▶ Exercise: Look over the lines below. Report each one that includes the string "blue".

(Recorded data)
━━━

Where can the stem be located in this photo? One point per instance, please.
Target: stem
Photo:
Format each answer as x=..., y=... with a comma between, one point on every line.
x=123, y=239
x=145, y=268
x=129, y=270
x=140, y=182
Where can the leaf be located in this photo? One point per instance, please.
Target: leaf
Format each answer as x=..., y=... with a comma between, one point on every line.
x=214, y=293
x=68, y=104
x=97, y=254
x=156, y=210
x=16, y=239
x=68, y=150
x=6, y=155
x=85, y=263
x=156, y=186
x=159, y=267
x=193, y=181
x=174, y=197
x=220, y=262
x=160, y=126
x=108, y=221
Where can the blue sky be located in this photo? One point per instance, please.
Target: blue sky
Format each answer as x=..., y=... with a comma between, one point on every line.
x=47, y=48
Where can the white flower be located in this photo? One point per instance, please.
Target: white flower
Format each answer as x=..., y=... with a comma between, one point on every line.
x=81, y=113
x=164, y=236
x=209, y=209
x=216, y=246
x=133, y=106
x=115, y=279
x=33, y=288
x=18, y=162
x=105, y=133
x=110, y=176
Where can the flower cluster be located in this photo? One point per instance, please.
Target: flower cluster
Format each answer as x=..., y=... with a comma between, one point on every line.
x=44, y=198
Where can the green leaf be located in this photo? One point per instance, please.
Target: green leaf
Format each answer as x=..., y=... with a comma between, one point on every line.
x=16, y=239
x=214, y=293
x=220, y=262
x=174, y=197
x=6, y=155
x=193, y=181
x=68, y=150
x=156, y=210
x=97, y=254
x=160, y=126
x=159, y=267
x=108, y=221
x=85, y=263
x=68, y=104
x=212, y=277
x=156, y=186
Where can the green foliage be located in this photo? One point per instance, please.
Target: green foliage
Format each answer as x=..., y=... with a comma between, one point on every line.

━━━

▶ Task answer:
Where can the blue sky be located in this photo? One point per instance, please.
Target: blue sky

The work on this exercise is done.